▸ **EXERCISE DETAILS**
Return every line below in which "each" appears.

▸ **EXCERPTED RECORDS**
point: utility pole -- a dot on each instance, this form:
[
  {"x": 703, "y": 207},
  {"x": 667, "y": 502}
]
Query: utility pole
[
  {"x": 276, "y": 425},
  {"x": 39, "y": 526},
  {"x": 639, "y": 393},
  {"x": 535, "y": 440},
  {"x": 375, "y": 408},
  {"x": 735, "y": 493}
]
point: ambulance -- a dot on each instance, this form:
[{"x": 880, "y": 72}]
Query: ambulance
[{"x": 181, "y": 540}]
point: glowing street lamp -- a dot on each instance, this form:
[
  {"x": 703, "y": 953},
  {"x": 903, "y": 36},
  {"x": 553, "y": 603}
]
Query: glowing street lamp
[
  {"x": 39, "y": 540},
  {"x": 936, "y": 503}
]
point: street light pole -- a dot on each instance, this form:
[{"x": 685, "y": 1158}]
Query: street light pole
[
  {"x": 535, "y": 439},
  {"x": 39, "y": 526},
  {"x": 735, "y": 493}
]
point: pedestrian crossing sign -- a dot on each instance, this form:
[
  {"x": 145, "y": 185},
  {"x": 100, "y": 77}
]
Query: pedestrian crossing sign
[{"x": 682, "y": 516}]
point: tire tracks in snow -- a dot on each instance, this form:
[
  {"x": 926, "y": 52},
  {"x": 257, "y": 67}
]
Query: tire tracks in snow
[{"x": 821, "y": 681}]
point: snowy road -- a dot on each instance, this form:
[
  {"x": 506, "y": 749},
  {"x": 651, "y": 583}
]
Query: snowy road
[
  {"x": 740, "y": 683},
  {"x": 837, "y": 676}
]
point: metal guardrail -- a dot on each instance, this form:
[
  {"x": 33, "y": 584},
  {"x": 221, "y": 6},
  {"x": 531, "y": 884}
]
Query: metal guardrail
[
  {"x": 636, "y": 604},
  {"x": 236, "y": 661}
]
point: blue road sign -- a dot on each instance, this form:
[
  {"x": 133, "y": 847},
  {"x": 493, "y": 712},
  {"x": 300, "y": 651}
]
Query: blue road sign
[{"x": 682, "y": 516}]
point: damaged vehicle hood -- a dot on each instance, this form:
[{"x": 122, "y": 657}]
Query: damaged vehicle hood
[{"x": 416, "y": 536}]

▸ **SOLUTION TO THIS TASK**
point: utility pole -- a dot on each instance, this form:
point: ambulance -- a dot on each instance, this form:
point: glowing street lamp -- a dot on each instance, this form:
point: street light pole -- a dot on each instance, this form:
point: pedestrian crossing sign -- a dot on each instance, this form:
point: tire tracks in snow -- a dot on each instance, this form:
point: snowy road -- a dot on each instance, this form:
point: metal guardrail -- a dot on each instance, this form:
point: blue road sign -- a dot on each instance, this form:
point: damaged vehicle hood -- a dot on each instance, this form:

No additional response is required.